** Start Provided records **
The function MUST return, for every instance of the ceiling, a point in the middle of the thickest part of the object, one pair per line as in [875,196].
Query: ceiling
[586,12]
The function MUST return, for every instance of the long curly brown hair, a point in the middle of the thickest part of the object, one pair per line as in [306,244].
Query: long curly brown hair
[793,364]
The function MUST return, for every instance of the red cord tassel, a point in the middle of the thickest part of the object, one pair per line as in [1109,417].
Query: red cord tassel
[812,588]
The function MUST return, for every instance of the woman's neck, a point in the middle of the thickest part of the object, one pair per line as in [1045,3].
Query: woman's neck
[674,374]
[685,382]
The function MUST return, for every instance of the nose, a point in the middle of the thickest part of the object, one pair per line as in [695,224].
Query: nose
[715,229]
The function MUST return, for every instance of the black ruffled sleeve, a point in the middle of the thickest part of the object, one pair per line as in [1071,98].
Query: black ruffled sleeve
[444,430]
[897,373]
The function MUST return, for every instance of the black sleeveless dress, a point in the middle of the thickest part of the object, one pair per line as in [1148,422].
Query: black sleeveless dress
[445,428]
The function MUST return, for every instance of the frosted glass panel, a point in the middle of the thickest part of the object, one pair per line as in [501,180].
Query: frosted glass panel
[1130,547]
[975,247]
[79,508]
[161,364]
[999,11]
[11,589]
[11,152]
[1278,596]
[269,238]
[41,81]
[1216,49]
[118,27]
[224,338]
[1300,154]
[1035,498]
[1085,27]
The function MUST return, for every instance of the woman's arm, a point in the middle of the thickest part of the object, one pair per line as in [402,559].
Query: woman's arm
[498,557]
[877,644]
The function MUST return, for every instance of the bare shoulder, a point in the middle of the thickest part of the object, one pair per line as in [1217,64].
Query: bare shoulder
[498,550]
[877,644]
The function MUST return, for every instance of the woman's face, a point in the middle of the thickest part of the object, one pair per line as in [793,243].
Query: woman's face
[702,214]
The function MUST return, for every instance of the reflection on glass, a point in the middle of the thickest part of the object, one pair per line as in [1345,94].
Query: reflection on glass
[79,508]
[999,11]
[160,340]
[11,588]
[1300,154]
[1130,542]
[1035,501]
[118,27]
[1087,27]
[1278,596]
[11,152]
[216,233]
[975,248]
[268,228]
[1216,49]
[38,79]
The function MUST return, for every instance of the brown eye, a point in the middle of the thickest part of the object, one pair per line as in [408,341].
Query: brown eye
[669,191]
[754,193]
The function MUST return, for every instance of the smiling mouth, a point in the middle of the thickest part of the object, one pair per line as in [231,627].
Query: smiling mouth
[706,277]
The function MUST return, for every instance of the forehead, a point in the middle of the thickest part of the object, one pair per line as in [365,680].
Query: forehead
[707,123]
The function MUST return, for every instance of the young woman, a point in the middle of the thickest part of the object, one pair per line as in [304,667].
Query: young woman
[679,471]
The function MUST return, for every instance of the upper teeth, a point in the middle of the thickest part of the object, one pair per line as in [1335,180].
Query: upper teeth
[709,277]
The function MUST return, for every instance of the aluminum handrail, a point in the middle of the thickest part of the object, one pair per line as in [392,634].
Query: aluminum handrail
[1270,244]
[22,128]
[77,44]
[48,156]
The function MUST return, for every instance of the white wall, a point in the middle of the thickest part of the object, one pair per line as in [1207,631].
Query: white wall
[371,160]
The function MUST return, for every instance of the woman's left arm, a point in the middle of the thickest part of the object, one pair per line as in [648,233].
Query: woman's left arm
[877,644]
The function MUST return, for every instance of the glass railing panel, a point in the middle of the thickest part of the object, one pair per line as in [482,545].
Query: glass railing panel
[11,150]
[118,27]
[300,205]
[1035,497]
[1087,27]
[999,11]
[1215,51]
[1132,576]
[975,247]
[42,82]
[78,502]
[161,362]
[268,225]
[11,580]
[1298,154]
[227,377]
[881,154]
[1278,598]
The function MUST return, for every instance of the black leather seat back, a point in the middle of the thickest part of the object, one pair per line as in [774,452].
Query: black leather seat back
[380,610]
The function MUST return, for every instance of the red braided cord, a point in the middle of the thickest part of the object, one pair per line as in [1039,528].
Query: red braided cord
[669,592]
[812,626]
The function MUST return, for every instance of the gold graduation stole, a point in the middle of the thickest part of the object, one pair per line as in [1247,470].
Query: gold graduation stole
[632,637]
** End Provided records **
** Start Provided records **
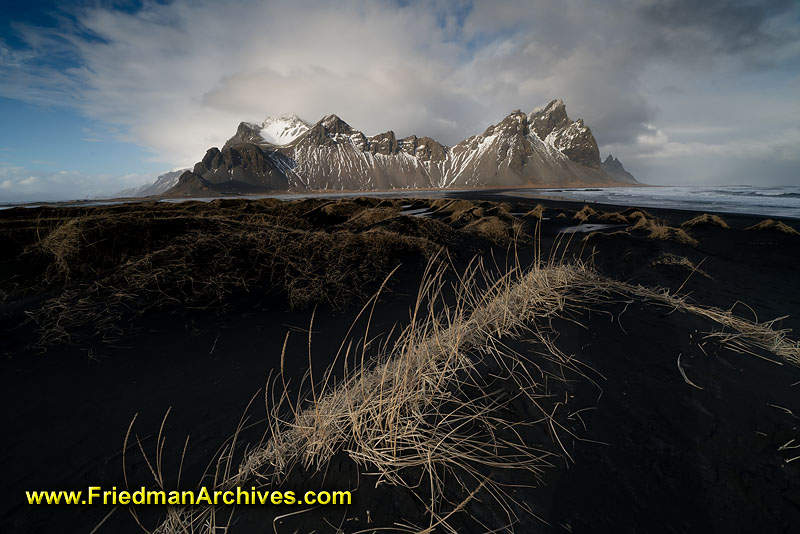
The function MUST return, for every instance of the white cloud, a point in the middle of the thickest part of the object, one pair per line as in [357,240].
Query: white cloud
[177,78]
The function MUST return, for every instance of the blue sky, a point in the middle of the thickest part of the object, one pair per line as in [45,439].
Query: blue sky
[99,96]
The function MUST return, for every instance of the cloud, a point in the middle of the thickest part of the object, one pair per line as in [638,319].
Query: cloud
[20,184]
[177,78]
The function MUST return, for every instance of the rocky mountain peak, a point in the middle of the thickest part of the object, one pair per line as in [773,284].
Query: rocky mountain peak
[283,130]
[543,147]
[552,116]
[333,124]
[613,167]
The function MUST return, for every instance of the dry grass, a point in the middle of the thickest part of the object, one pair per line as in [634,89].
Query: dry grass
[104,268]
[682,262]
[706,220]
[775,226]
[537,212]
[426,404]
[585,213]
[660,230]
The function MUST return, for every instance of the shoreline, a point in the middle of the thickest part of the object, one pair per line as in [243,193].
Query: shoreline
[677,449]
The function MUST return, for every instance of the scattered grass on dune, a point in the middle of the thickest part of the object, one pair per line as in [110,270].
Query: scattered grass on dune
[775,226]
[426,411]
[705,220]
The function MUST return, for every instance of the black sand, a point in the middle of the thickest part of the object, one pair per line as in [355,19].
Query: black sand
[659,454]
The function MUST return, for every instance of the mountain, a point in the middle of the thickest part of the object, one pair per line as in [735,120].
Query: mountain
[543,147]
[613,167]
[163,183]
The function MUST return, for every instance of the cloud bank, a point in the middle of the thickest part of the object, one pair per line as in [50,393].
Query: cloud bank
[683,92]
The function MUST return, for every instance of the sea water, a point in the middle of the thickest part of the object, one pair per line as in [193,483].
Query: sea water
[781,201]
** End Provided records **
** Start Provided records **
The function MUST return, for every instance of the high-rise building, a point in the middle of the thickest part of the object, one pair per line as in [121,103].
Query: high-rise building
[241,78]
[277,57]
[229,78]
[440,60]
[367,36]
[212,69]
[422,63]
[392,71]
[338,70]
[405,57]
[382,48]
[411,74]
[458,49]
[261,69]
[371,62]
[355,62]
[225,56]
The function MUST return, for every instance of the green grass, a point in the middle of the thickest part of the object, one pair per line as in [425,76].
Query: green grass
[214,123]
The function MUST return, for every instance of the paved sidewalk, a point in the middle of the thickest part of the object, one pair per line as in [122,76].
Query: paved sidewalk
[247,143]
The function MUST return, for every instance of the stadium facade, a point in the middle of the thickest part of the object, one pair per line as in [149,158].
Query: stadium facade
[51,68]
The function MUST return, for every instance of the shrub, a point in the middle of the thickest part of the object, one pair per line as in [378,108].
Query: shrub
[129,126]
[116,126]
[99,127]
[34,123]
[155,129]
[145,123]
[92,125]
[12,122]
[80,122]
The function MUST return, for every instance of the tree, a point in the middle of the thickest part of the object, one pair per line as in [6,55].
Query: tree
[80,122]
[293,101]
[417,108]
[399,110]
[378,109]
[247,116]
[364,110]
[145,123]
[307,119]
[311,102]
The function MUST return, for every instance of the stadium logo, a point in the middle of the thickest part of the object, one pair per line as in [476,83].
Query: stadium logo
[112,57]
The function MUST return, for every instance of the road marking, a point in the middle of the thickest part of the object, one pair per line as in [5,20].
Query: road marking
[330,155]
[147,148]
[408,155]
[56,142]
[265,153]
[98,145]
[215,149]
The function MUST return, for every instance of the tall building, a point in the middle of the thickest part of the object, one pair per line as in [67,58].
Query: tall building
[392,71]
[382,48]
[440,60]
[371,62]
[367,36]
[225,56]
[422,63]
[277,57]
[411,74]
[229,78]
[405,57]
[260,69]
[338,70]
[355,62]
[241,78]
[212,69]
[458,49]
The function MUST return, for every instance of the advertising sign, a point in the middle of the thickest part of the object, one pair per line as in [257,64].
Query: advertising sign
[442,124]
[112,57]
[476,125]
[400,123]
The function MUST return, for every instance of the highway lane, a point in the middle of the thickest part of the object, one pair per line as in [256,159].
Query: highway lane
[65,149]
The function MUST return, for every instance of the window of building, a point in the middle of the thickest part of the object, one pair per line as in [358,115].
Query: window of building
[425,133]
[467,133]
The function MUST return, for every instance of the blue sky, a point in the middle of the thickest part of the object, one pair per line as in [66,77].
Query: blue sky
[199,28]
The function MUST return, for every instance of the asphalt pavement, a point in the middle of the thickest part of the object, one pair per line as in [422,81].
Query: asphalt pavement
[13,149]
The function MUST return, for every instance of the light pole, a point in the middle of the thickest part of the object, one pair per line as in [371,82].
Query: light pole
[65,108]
** End Provided records **
Exercise instructions:
List each line of the data records that contains the string "light", treating uppercase and lowercase letters as different.

Result of the task:
The function MUST return, for every instance of the light pole, a point in the middle of the thickest part of the object, one pair per line as in [371,82].
Query: light pole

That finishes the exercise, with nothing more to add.